About this task — From the entries below, work out the number of lines that hold the word "rough", and give that number alone.

── Given information ──

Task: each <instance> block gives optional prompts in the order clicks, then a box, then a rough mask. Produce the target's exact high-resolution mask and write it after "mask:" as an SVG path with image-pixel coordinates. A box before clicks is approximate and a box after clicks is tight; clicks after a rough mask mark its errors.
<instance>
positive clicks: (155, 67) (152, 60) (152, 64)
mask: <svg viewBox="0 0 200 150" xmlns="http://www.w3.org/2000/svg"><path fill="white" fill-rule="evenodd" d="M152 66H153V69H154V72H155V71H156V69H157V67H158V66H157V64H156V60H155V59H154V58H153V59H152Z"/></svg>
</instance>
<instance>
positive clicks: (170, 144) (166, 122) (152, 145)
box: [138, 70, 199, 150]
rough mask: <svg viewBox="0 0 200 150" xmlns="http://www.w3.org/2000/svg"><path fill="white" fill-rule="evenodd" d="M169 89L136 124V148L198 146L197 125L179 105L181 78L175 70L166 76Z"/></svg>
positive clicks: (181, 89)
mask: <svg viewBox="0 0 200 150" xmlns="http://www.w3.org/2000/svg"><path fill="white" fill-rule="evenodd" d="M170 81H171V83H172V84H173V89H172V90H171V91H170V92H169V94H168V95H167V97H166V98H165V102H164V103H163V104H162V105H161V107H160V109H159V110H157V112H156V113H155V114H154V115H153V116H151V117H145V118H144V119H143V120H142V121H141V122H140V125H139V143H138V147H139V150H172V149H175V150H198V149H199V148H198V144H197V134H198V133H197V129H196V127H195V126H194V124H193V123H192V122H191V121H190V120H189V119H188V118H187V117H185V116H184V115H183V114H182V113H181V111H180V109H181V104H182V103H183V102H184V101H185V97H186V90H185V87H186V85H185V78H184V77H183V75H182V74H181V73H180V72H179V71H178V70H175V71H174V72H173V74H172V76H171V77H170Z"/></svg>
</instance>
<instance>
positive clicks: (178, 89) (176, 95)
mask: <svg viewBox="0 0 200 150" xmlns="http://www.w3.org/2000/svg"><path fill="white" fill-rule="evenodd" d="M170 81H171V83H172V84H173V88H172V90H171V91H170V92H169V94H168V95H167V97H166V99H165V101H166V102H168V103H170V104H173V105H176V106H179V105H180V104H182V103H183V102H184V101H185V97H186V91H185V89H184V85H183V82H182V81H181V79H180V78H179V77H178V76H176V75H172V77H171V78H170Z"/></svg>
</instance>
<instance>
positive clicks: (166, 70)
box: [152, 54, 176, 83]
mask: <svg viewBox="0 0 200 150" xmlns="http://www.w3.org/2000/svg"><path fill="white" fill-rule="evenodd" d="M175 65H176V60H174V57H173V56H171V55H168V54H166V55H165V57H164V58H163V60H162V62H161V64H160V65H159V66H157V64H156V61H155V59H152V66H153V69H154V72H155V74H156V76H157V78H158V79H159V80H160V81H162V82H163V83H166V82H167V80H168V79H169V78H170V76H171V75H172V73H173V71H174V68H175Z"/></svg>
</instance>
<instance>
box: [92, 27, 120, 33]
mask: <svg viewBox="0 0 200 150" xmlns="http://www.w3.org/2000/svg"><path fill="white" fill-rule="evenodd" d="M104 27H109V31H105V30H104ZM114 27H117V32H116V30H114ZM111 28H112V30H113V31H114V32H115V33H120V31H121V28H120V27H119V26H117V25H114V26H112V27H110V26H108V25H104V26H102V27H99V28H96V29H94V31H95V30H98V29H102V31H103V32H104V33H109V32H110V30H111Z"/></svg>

───

Your response — 2